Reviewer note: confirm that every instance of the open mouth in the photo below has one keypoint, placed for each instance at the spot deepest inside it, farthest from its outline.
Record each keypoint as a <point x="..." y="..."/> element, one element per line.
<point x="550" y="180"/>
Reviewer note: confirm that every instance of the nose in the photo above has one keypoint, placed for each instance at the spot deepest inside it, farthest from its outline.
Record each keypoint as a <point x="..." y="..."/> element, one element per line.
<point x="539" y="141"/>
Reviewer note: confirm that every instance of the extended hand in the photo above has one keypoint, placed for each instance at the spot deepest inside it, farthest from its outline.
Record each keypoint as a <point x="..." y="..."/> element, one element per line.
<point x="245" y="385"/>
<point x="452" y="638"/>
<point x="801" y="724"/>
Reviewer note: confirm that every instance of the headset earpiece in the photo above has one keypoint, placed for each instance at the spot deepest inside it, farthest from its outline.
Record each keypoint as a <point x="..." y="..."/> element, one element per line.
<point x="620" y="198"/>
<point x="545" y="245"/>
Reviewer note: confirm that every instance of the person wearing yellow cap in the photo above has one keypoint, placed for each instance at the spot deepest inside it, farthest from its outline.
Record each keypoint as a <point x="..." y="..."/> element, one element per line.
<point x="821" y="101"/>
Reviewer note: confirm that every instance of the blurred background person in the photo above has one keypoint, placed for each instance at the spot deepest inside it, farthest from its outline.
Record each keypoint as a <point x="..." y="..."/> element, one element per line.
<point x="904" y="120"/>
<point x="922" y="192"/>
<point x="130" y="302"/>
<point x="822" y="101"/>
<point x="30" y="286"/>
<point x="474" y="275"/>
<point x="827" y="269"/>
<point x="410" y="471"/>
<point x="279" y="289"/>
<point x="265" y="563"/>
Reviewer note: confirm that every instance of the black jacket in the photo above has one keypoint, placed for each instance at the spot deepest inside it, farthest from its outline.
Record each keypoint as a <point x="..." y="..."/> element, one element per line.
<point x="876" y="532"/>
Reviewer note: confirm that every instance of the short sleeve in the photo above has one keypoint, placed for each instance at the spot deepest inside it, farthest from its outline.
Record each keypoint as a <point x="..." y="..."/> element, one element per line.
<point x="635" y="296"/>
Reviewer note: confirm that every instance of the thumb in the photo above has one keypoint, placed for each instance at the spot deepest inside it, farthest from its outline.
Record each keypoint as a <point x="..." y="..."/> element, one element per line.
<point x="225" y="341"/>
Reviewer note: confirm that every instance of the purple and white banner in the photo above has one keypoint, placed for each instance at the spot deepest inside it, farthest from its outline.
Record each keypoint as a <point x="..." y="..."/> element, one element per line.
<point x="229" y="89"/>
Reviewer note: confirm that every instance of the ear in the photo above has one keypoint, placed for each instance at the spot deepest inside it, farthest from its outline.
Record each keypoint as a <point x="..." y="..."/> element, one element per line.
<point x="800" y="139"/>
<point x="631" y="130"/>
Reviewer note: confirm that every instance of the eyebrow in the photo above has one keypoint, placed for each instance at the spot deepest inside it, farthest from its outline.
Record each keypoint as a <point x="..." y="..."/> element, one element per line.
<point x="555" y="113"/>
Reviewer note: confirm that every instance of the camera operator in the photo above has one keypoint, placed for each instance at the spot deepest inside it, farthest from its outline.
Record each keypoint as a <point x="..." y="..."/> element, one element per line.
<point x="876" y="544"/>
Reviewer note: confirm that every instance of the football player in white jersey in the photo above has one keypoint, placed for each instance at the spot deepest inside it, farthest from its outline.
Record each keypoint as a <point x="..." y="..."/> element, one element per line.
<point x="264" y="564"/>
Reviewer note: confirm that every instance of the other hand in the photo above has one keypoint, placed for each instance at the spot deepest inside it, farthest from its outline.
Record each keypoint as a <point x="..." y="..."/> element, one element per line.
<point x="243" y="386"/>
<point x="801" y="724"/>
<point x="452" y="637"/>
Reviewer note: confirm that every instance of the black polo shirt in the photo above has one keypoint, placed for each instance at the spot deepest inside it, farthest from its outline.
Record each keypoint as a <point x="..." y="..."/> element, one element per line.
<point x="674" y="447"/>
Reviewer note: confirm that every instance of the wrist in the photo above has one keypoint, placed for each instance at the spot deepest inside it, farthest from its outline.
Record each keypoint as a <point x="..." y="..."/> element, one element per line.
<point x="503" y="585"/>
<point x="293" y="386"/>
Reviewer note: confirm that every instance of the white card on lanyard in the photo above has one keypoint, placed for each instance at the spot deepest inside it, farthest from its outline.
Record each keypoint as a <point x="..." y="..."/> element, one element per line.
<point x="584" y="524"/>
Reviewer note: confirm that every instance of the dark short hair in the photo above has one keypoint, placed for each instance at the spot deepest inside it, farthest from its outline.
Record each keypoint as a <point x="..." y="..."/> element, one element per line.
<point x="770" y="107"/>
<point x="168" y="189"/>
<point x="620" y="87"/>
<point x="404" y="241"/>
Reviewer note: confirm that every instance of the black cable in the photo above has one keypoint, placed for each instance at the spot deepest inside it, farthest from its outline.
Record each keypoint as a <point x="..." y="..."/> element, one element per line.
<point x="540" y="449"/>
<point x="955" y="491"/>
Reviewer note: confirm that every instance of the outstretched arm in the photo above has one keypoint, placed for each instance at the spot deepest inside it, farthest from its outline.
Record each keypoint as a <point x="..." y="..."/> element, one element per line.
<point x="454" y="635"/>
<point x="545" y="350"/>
• • • •
**Aim of the task**: Recite the full listing above exactly.

**Result of the task**:
Reviewer note: confirm that every instance of the open mouth in the photo below has one keypoint, placed for each instance at the spot deepest inside it, farthest from its outline.
Record each keypoint as a <point x="..." y="..."/> element, one element per line.
<point x="550" y="180"/>
Reviewer note: confirm that every instance of the nose in the photo above has one keypoint, placed for each instance at the spot deepest inside it, farthest from its outline.
Record each keypoint as a <point x="..." y="..."/> element, one element per line.
<point x="539" y="141"/>
Reviewer note: confirm that every instance of the extended hand in the photo above has one keypoint, placed for each instance at the spot deepest inside it, farthest from its outline.
Record each keypoint as a <point x="..." y="..."/> element, one element per line.
<point x="245" y="385"/>
<point x="452" y="638"/>
<point x="801" y="724"/>
Reviewer note: confirm that every instance of the headset earpiece in the photo above has one keypoint, placed for each instance at the spot deepest inside it, farthest from its outline.
Record each keypoint as a <point x="..." y="..."/> element, one element per line.
<point x="620" y="198"/>
<point x="545" y="245"/>
Reviewer note: confirm that every instance of the person wearing yellow cap in the photo above has one keypoint, placed for each instance at the spot deepest inside it, farthest from its outline.
Record each keypoint as a <point x="..." y="..."/> element, one element per line.
<point x="821" y="101"/>
Reviewer note: confirm that every instance of the blurred background person in the photo above has one keypoint, placed for each instance at the spot deepest inside it, farthest from its outline.
Record each keypoint as a <point x="..." y="..."/> element, one element per line.
<point x="904" y="120"/>
<point x="922" y="192"/>
<point x="130" y="302"/>
<point x="822" y="101"/>
<point x="30" y="286"/>
<point x="474" y="275"/>
<point x="827" y="269"/>
<point x="410" y="471"/>
<point x="279" y="289"/>
<point x="265" y="563"/>
Reviewer note: confirm that every instance of the black jacket in the photo above has one keypoint, placed for each instance at the spot deepest inside it, farthest from its outline.
Record each keypoint as a <point x="..." y="..."/> element, one element per line.
<point x="876" y="532"/>
Reviewer note: confirm that every instance of the short sleeve in the photo above has one keypoint, placed for each instance at the spot deepest inside it, farthest from its outline.
Record each keypoint as a <point x="..." y="..."/> element, one element per line.
<point x="635" y="296"/>
Reviewer note: confirm that every instance of the thumb in the photo above has one keypoint, placed for each instance at the spot deepest inside it, farthest from its outline.
Record each keypoint as a <point x="..." y="..."/> element, one element per line.
<point x="225" y="341"/>
Reviewer note: confirm that every instance of the purple and white banner in the photo above has one keypoint, placed for each instance at the spot deepest inside it, farthest from its outline.
Record each keypoint as a <point x="..." y="..."/> element, one element per line.
<point x="229" y="89"/>
Reviewer note: confirm that every instance of the ear in the photo above has one keypoint, placed for each instance at the spot deepest inside it, farthest from its outline.
Record each keypoint as a <point x="..." y="..."/> element, one element per line.
<point x="800" y="139"/>
<point x="631" y="130"/>
Reviewer note: confirm that every instance of the eyebrow in the photo above has one keypoint, placed for each instance at the spot deepest inside it, farthest from its outline.
Record each keypoint as a <point x="..." y="..."/> element, one element per line.
<point x="555" y="113"/>
Reviewer note: confirm that every instance of the camera operator in the photo above has one keypoint, placed for each instance at the spot deepest inside it, farthest from its outline.
Record each keypoint as a <point x="..." y="..."/> element, one element per line.
<point x="876" y="544"/>
Reviewer note: confirm that every instance of the football player in white jersey in the photo above has one keypoint, placed for each instance at the spot deepest inside it, farthest from its outline.
Record each keypoint as a <point x="..." y="..."/> element, one element per line.
<point x="264" y="564"/>
Reviewer note: confirm that every instance of the other hand in the photo above has one keypoint, placed for each instance at the spot deepest inside it, farthest from its outline.
Record each keypoint as a <point x="..." y="..."/> element, one element per line.
<point x="243" y="386"/>
<point x="801" y="724"/>
<point x="452" y="637"/>
Reviewer note: confirm that every instance of the black polo shirt in the photo above has one keypoint, placed for each instance at the spot deepest inside it, farthest from its outline.
Record each keypoint as a <point x="..." y="..."/> element, one element per line.
<point x="674" y="447"/>
Reviewer note: confirm that every instance of the wrist in the photo above has one keypoint, placed for each instance at the spot deepest inside it, farthest from its outline.
Record each keypoint as a <point x="..." y="..."/> element, one element per line.
<point x="503" y="585"/>
<point x="293" y="386"/>
Reviewer note: confirm that every instance of the white card on lanyard in the photo above has one keypoint, placed for each instance at the spot deepest inside it, farthest from its outline.
Record each keypoint as a <point x="..." y="..."/> element, one element per line.
<point x="584" y="524"/>
Reviewer note: confirm that every instance of the dark short hair in the photo above has one keypoint, placed for each instance at the spot deepest inside it, farthest from its outline.
Record each keypoint as a <point x="..." y="..."/> element, one element per line.
<point x="770" y="107"/>
<point x="168" y="189"/>
<point x="620" y="87"/>
<point x="404" y="241"/>
Reviewer note: confirm that every instance of the black cable in the photo above has one keypoint, placed for each instance at the spot deepest inside it, farthest from its outline.
Record each keypoint as a <point x="..." y="..."/> element, one element per line.
<point x="540" y="449"/>
<point x="955" y="491"/>
Reviewer note: confirm that every instance of the outstretched arm in the photo above has one keypoint, placed for each instance at the spot deepest inside it, farthest from its outline.
Record each keypoint as a <point x="..." y="..."/> element, one element per line.
<point x="454" y="635"/>
<point x="545" y="350"/>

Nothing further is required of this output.